DÉFI A: Quelles lignes des rangées contiennent la chaîne « thick » ? Extrayez-les toutes, en tenant compte de la casse.

EXTRAIT FOURNI:

Dans le Manifeste du parti communiste, Karl Marx écrit : « Un spectre hante l’Europe : le communisme ». Or, le propos de Marx était de cerner un communisme, non pas comme modèle de société, mais en tant que perspective historique inéluctable sur fond de messianisme révolutionnaire. Deux cents ans plus tard, à la lecture du XXe siècle, la déclaration d’un bonheur à l’échelle planétaire a été détournée, l’émancipation annoncée est devenue cauchemar, et l’éternité promise s’est muée en oraison funèbre. Le mort a été enterré en 1989 sous les décombres du mur de Berlin. Mais s’agit-il bien de l’enterrement du communisme, comme aiment à le marteler les médecins légistes de l’intelligentsia politico-médiatique, ou de sa caricature, le stalinisme ? Nous devons admettre aujourd’hui que la caricature a entraîné une part du rêve dans sa folle et criminelle descente aux enfers.

DONNÉES FOURNIES:
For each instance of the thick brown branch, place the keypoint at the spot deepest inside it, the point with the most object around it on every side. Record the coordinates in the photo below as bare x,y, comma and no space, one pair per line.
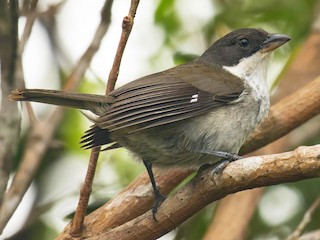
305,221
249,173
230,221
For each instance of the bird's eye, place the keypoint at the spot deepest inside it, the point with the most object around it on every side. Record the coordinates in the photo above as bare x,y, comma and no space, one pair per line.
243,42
--
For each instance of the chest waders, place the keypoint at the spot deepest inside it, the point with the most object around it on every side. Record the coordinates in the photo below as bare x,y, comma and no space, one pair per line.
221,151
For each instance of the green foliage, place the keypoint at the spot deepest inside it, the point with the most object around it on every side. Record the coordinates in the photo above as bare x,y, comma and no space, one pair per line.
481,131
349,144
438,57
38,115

DÉFI B: Quelle phrase du Manifeste du parti communiste l'extrait fourni cite-t-il ?

RÉPONSE FINALE A:
For each instance of the thick brown branch, place the keypoint at the spot deepest inside it, the point with the most object around it on every side. Record the coordinates in the photo below as bare x,y, comma and no space, one pair per line.

RÉPONSE FINALE B: « Un spectre hante l’Europe : le communisme ».